▶ _CHALLENGE_: Could you reproduce every one of the records below word for word, leaving the pictures out of your answer?

┌─ DATASET EXCERPTS

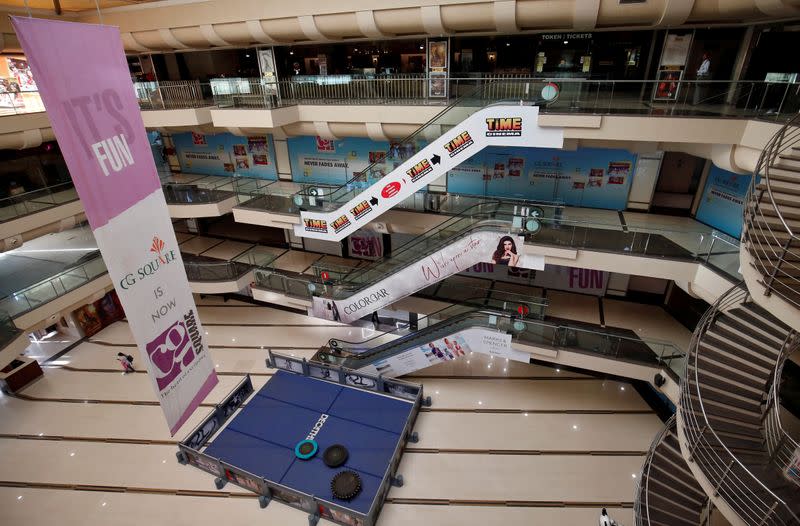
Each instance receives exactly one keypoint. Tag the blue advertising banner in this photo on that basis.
(226, 154)
(317, 160)
(588, 177)
(723, 200)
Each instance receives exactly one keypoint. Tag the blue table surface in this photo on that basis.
(262, 437)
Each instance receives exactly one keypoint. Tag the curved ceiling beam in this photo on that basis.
(257, 32)
(129, 42)
(584, 14)
(367, 25)
(309, 28)
(505, 16)
(210, 34)
(169, 39)
(432, 20)
(676, 12)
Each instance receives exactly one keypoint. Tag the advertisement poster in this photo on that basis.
(554, 277)
(587, 177)
(365, 245)
(676, 49)
(722, 202)
(484, 341)
(667, 85)
(318, 160)
(226, 154)
(507, 126)
(109, 157)
(437, 68)
(18, 91)
(485, 246)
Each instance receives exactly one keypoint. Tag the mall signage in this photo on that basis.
(490, 126)
(460, 255)
(96, 119)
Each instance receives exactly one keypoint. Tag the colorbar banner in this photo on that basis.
(98, 124)
(479, 247)
(491, 126)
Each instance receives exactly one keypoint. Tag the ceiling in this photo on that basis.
(69, 6)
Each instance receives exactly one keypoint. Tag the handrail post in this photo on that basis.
(693, 447)
(722, 478)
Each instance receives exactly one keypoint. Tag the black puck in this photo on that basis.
(335, 455)
(345, 485)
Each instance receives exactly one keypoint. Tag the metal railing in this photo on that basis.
(780, 446)
(722, 98)
(733, 482)
(768, 232)
(641, 505)
(34, 201)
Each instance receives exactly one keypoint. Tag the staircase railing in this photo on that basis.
(743, 491)
(641, 506)
(780, 445)
(771, 240)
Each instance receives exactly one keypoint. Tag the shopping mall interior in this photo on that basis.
(543, 251)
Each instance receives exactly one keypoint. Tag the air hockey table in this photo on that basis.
(255, 440)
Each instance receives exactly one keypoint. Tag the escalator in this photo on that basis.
(458, 330)
(485, 233)
(496, 114)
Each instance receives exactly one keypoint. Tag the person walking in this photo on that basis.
(126, 360)
(703, 74)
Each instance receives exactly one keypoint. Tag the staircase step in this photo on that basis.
(713, 407)
(732, 372)
(749, 341)
(724, 382)
(722, 346)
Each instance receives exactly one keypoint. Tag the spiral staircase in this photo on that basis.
(726, 448)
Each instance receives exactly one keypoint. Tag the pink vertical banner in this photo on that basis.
(83, 78)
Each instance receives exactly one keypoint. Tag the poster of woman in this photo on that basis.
(506, 252)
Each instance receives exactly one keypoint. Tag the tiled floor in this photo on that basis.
(580, 442)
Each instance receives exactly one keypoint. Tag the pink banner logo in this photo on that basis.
(174, 349)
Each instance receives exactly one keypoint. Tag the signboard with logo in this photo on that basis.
(225, 154)
(483, 246)
(491, 126)
(723, 200)
(587, 177)
(99, 128)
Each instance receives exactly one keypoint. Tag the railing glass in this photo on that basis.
(529, 332)
(34, 201)
(666, 97)
(53, 287)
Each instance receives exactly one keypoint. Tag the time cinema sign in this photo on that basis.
(490, 126)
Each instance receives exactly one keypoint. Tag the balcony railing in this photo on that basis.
(53, 287)
(36, 200)
(562, 95)
(18, 102)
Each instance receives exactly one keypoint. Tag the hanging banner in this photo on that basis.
(491, 126)
(96, 119)
(484, 246)
(462, 343)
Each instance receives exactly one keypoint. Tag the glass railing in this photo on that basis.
(19, 101)
(34, 201)
(537, 333)
(8, 331)
(53, 287)
(666, 97)
(185, 190)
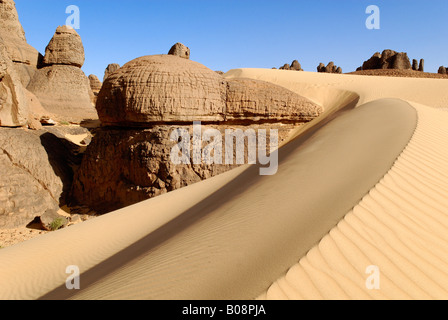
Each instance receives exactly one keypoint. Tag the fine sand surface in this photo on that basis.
(345, 190)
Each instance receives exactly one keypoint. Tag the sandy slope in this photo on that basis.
(219, 238)
(401, 227)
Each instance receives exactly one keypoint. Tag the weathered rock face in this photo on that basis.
(95, 84)
(294, 66)
(180, 50)
(33, 170)
(255, 100)
(14, 107)
(414, 64)
(13, 36)
(157, 89)
(65, 48)
(65, 92)
(162, 88)
(138, 166)
(330, 68)
(111, 68)
(421, 66)
(127, 165)
(388, 59)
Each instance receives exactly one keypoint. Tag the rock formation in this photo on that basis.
(34, 170)
(24, 57)
(61, 86)
(147, 90)
(14, 109)
(414, 64)
(111, 68)
(421, 66)
(95, 84)
(388, 59)
(152, 96)
(180, 50)
(65, 48)
(330, 68)
(295, 66)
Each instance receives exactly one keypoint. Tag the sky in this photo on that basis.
(224, 35)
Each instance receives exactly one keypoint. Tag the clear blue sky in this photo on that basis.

└─

▶ _WRITTEN SOLUTION_:
Each instance receives exactly one keypoint. Tag the blue advertising banner in this photo on that basis.
(226, 154)
(317, 160)
(588, 177)
(723, 200)
Each instance receives exactly one keypoint. Tag the blue table surface in this photo on that basis.
(262, 437)
Each instance receives exactly one keypoint. Tag the curved ceiling beam in this photo on that basis.
(257, 32)
(129, 42)
(584, 14)
(367, 25)
(309, 28)
(505, 16)
(210, 34)
(169, 39)
(432, 20)
(676, 12)
Each instance receives exactly one keypoint. Tag the advertisement poster in this photo on that basis.
(554, 277)
(587, 177)
(365, 245)
(676, 49)
(722, 202)
(484, 341)
(667, 85)
(318, 160)
(226, 154)
(507, 126)
(109, 157)
(437, 68)
(18, 91)
(485, 246)
Each instance receives exactly one keypoint. Tag the mall signage in this photo on that basis.
(490, 126)
(460, 255)
(96, 119)
Each instance receives exactly one keypoint. Tag the colorbar banner in this photo on that basis.
(98, 124)
(479, 247)
(491, 126)
Each instance receives exactly one keypoint. Tag the ceiling in this photo on that basis.
(69, 6)
Each instance receives exactly one keypoint. Tag the handrail post in this photo on that basis.
(693, 447)
(722, 478)
Each instance receives exactly one keypoint. Tag the black puck in this photo on that basis.
(335, 455)
(345, 485)
Each instance receives exactly one keypoint. Tag the metal railing in this photo on that basis.
(780, 446)
(722, 98)
(733, 482)
(768, 232)
(641, 505)
(34, 201)
Each instance receives exactly one keypoint. Tag the staircase railing in this photo on that basis.
(743, 491)
(641, 506)
(780, 445)
(771, 240)
Each instance receives exactly one keypoint. Tag the shopping mall interior in this photo on that basis.
(543, 251)
Each instance receives exactly one keypoint. Tag the air hockey table in this photo on that basis.
(255, 440)
Each instance receives exactly one keypoint. Tag the escalator in this photo on that basis.
(458, 330)
(485, 233)
(496, 114)
Each instance receives exactly one keypoint. Tag the person walking in this photo on that basis.
(126, 360)
(703, 74)
Each instance receives exactly one keypoint. Tag the staircase step in this photo on that basis.
(713, 407)
(732, 372)
(749, 341)
(724, 382)
(722, 346)
Each instance receives exactly one keypoint. Tag the spiral staircase in this photo on that basis.
(726, 448)
Each instance receives exactly one keypoint. Tag the pink vertical banner in this photo on that basis.
(83, 78)
Each instance receives exactly one keypoint. Tag the poster of woman in this photo on that basis.
(506, 252)
Each instance receives exactly one keypoint. Tag the tiled floor in this photo on that basis.
(580, 442)
Each instance receives exactly one keypoint. Tag the pink banner logo in this photo on that basis.
(174, 349)
Each instance receives exactly one keypoint. Tag the signboard with logo in this photo on that basis.
(225, 154)
(483, 246)
(491, 126)
(723, 200)
(587, 177)
(99, 128)
Each instance receives exactly one keypoint. Tag the railing glass in this photo on that basis.
(529, 332)
(34, 201)
(666, 97)
(53, 287)
Each instance receives exactly one keypoint. Tag the time cinema sign in this photo on that basis.
(490, 126)
Each instance receives exactly one keypoint. Tag the balcony railing in this photo on that basis.
(53, 287)
(36, 200)
(562, 95)
(18, 102)
Each instance receives exactly one keypoint. Tag the hanging banner in this photo on that basis.
(491, 126)
(96, 119)
(484, 246)
(462, 343)
Each instance receives exactly one keypoint. Tag the glass railing in this photo on that basis.
(19, 101)
(34, 201)
(537, 333)
(8, 331)
(53, 287)
(666, 97)
(185, 190)
Each instance receives exactly one keypoint. Tag the fine sand surface in this photo on that basis.
(345, 190)
Each instance receives exactly one keypoint. Tag the sandy slope in this photo on that basis.
(219, 238)
(401, 227)
Each instance receives exactly one keypoint. Tag the weathered rock face in this photo on that basis.
(95, 84)
(294, 66)
(180, 50)
(33, 170)
(255, 100)
(14, 107)
(414, 64)
(13, 36)
(157, 89)
(65, 48)
(65, 92)
(162, 88)
(138, 166)
(330, 68)
(111, 68)
(421, 66)
(127, 165)
(388, 59)
Each instance receives exactly one keypoint. Tag the rock formation in this photo on that basis.
(34, 170)
(24, 57)
(61, 86)
(147, 90)
(14, 109)
(414, 64)
(111, 68)
(421, 66)
(95, 84)
(388, 59)
(152, 96)
(180, 50)
(65, 48)
(330, 68)
(295, 66)
Each instance receives exactly one keypoint. Tag the sky in this photo on that basis.
(224, 35)
Each instance receives exactly one keypoint. Tag the clear blue sky in this photo on that basis.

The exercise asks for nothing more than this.